- _TEKSTGEDEELTE_:
•••
ECLI:NL:CRVB:2018:4160
Centrale Raad van Beroep
- Hoger beroep
- J.J.A. Kooijman
- W.F. Claessens
- J.T.H. Zimmerman
- Rechtspraak.nl
Herziening en terugvordering van bijstandsverlening wegens niet gemelde autotransacties en kasstortingen
Op 19 oktober 2015 heeft het college van burgemeester en wethouders van Maastricht een besluit genomen tot intrekking, herziening en terugvordering van de aan appellanten verleende bijstand. Dit besluit werd op 6 april 2016 deels gegrond en deels ongegrond verklaard door het college, wat leidde tot een hoger beroep bij de Centrale Raad van Beroep. De Centrale Raad bevestigde de uitspraak van de rechtbank Limburg van 6 maart 2017, waarin werd geoordeeld dat appellanten hun inlichtingenverplichting hebben geschonden door niet te melden dat zij betrokken waren bij autotransacties en dat er kasstortingen op de bankrekening van hun minderjarige dochter waren gedaan.
De rechtbank stelde vast dat in de periode van november 2005 tot en met augustus 2015, 76 kentekens van voertuigen op naam van appellant stonden geregistreerd. De rechtbank oordeelde dat de appellanten niet konden aantonen dat zij niet in auto’s hadden gehandeld en dat de kasstortingen op de bankrekening van hun dochter niet relevant waren voor hun recht op bijstand. De Centrale Raad onderschreef de overwegingen van de rechtbank en oordeelde dat de gronden van appellanten in hoger beroep niet onderbouwd waren met concrete en verifieerbare gegevens.
Uiteindelijk werd het hoger beroep afgewezen en werd de beslissing van de rechtbank bevestigd. De Centrale Raad concludeerde dat er geen aanleiding was voor een proceskostenveroordeling.
•••
- _GEGEVENSSET_:
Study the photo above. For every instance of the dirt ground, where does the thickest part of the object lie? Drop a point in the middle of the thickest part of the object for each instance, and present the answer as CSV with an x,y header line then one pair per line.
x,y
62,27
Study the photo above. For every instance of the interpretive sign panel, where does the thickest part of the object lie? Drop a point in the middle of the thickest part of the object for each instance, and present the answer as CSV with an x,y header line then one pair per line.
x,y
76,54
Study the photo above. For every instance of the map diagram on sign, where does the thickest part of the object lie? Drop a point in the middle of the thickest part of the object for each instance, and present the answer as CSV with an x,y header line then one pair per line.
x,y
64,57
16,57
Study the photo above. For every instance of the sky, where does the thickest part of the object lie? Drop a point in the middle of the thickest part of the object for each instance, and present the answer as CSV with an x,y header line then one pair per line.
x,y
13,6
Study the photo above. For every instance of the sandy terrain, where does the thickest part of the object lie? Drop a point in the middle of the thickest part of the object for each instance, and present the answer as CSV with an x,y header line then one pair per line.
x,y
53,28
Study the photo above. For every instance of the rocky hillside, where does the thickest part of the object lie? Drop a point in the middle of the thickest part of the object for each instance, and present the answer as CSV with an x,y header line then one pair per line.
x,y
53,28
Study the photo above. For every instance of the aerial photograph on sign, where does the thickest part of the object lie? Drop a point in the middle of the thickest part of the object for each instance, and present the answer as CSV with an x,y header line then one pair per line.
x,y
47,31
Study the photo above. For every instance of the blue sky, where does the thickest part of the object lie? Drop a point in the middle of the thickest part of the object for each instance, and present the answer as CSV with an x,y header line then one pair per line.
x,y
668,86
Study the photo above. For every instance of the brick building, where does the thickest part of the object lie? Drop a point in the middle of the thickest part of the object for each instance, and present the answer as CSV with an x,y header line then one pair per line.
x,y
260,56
•••
- _OPDRACHT_:
Noem alle volledige datums met dag, maand en jaar uit het tekstgedeelte over de terugvordering van bijstand.

- _ANTWOORD OP OPDRACHT_:
19 oktober 2015, 6 april 2016, 6 maart 2017